* WHAT YOU SHOULD DO *
Starting at the first line, reproduce the listing below in full, exactly as given.

* SUPPLIED RECORDS *
___

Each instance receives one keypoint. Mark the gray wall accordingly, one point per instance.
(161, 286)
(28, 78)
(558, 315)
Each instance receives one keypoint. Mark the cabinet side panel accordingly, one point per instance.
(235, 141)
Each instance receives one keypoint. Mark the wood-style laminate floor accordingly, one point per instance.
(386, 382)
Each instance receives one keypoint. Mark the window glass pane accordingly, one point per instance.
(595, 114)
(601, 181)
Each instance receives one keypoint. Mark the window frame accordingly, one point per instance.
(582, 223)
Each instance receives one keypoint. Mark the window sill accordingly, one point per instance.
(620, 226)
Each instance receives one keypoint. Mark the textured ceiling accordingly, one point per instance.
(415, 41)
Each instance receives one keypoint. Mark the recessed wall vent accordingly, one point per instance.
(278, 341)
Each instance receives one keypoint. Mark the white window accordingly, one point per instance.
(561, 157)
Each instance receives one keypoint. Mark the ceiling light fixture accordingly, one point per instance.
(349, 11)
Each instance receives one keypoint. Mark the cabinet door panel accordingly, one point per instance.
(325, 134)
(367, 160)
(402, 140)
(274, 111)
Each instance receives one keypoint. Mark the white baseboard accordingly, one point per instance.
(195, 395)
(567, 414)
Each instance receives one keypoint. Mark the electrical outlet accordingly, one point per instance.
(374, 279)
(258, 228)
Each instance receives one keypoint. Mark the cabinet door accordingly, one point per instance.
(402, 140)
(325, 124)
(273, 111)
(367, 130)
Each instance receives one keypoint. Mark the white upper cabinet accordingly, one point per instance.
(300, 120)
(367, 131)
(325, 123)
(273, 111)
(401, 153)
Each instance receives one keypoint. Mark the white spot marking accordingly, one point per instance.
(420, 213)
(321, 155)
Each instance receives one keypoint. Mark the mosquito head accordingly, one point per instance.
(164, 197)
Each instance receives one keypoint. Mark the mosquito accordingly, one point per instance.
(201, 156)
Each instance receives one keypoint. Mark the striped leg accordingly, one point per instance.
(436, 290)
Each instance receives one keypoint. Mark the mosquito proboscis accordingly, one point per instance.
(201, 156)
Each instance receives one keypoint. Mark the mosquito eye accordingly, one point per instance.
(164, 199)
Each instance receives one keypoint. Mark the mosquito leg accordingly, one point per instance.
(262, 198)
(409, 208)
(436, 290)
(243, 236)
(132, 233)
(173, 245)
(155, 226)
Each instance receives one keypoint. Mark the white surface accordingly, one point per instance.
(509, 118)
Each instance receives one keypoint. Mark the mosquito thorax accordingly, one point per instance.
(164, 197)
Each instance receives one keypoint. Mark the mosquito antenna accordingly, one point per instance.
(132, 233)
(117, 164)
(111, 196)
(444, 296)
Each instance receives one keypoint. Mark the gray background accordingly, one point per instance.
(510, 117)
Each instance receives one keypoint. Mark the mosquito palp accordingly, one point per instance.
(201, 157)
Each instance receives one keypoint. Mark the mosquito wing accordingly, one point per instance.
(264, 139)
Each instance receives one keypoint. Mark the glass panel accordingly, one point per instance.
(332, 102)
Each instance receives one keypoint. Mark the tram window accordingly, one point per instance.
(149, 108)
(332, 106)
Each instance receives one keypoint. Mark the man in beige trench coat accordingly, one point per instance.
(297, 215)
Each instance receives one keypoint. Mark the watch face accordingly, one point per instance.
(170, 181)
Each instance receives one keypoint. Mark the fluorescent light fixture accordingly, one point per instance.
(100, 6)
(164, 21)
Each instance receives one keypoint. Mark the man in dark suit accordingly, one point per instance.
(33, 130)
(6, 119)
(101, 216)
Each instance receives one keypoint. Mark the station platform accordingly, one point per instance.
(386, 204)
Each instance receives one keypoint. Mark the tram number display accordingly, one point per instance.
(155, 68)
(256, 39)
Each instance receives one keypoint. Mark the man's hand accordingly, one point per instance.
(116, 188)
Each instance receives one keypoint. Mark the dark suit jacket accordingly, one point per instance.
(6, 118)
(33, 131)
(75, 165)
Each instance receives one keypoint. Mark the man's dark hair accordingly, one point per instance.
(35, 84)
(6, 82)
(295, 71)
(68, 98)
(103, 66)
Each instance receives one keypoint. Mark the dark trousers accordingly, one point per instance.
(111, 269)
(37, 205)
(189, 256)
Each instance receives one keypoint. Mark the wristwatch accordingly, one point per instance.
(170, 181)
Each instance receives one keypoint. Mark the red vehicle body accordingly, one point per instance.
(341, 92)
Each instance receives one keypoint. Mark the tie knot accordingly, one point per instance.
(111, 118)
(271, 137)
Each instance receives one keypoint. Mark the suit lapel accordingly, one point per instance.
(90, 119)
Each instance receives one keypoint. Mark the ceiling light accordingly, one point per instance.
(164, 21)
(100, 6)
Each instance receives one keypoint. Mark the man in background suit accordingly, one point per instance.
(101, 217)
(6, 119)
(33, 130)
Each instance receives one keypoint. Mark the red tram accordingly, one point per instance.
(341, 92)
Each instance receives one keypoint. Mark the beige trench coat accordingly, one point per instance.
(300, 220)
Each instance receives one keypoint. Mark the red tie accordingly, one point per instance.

___

* RESULT *
Each instance receives one keypoint. Mark the gray wall accordingly, one point per instance.
(161, 286)
(28, 78)
(558, 315)
Each instance receives one keypoint. Mark the cabinet side panel accordingly, one point per instance.
(235, 141)
Each instance receives one keypoint. Mark the wood-style laminate floor accordingly, one point per instance.
(386, 382)
Each instance receives one keypoint. Mark the window glass pane accordingly, one point per instance.
(595, 114)
(601, 181)
Each instance receives one keypoint. Mark the window frame accordingly, one point per instance.
(582, 223)
Each instance receives one keypoint. Mark the window sill accordingly, one point per instance.
(620, 226)
Each instance receives one keypoint. Mark the textured ceiling accordingly, one point per instance.
(415, 41)
Each instance receives one keypoint. Mark the recessed wall vent accordingly, one point per instance.
(278, 341)
Each instance receives one keypoint. Mark the white window accordingly, one point per instance.
(561, 157)
Each instance receives one keypoint. Mark the ceiling light fixture accordingly, one point per instance.
(349, 11)
Each instance receives one keypoint. Mark the cabinet door panel accordingly, one point per instance.
(325, 134)
(367, 160)
(402, 140)
(274, 111)
Each instance receives one keypoint. Mark the white baseboard accordingly, one point per instance.
(195, 395)
(567, 414)
Each instance receives one keypoint. Mark the electrical outlet accordingly, one point per instance.
(374, 279)
(258, 228)
Each instance receives one keypoint. Mark the cabinet door accordingly, one point per instance.
(402, 140)
(325, 124)
(273, 111)
(367, 130)
Each instance receives one keypoint. Mark the white upper cabinet accordingly, one point per instance.
(300, 120)
(367, 131)
(325, 123)
(273, 111)
(401, 153)
Each instance receives one keypoint. Mark the white spot marking accordingly, one point per instance.
(420, 213)
(321, 155)
Each instance receives one keypoint. Mark the mosquito head accordingly, one point per instance.
(164, 197)
Each instance receives one keypoint. Mark the mosquito accordingly, one point per instance.
(201, 156)
Each instance receives one keypoint. Mark the striped leg accordingly, one point per instance.
(436, 290)
Each instance receives one keypoint. Mark the mosquito proboscis accordingly, one point per instance.
(201, 156)
Each instance receives one keypoint. Mark the mosquito eye accordingly, one point per instance.
(164, 199)
Each instance receives one keypoint. Mark the mosquito leg accordingly, one point per instance.
(262, 198)
(409, 208)
(436, 290)
(243, 236)
(132, 233)
(173, 245)
(155, 226)
Each instance receives one keypoint. Mark the white surface accordingly, one point per instance.
(509, 118)
Each instance receives one keypoint. Mark the mosquito thorax accordingly, one point per instance.
(164, 197)
Each instance receives one keypoint. Mark the mosquito antenna accordingly, one point per instance.
(132, 233)
(117, 164)
(111, 196)
(444, 296)
Each instance receives one keypoint. Mark the gray background accordingly, one point per instance.
(510, 117)
Each instance receives one keypoint. Mark the mosquito palp accordingly, one point per instance.
(201, 157)
Each instance receives one keypoint. Mark the mosquito wing accordingly, one point per instance.
(264, 139)
Each instance receives one keypoint. Mark the glass panel accordingly, one point per instance.
(332, 102)
Each instance receives one keypoint. Mark the tram window accordingly, one point per instance.
(149, 108)
(332, 106)
Each instance receives one keypoint. Mark the man in beige trench coat accordingly, one point per instance.
(297, 215)
Each instance receives one keypoint. Mark the watch face accordingly, one point per instance.
(170, 181)
Each instance receives one keypoint. Mark the fluorescent light fixture accordingly, one point per instance.
(100, 6)
(164, 21)
Each instance receives one keypoint. Mark the man in dark suit accordingly, one point per instance.
(33, 130)
(6, 119)
(101, 216)
Each instance receives one keypoint. Mark the station platform accordingly, one point per instance.
(386, 204)
Each instance receives one keypoint. Mark the tram number display accordingly, one point per instance.
(155, 68)
(256, 39)
Each instance receives one keypoint. Mark the man's hand accordingly, one point per instance.
(116, 188)
Each instance receives one keypoint. Mark the dark suit jacket accordingly, one point per instance.
(6, 118)
(33, 131)
(75, 165)
Each instance receives one keypoint. Mark the man's dark hair accordingly, one point per instance.
(35, 84)
(6, 82)
(295, 71)
(68, 98)
(103, 66)
Each instance receives one keypoint. Mark the dark trousers accordingly, one point per instance.
(111, 269)
(37, 205)
(189, 256)
Each instance receives one keypoint. Mark the wristwatch accordingly, one point per instance.
(170, 181)
Each instance receives one keypoint. Mark the red vehicle body accordingly, one point per instance.
(341, 92)
Each instance receives one keypoint. Mark the tie knot accordingly, one point per instance.
(111, 118)
(271, 137)
Each instance receives one keypoint. Mark the suit lapel accordingly, one point per instance.
(90, 119)
Each instance receives one keypoint. Mark the ceiling light accordingly, one point per instance.
(164, 21)
(100, 6)
Each instance receives one keypoint. Mark the man in background suit accordingly, one point per instance.
(101, 217)
(6, 119)
(33, 130)
Each instance receives one keypoint. Mark the red tram accordingly, one point per instance.
(341, 92)
Each instance receives one keypoint. Mark the beige trench coat accordingly, one point per instance.
(300, 220)
Each instance receives one keypoint. Mark the red tie accordingly, one point per instance.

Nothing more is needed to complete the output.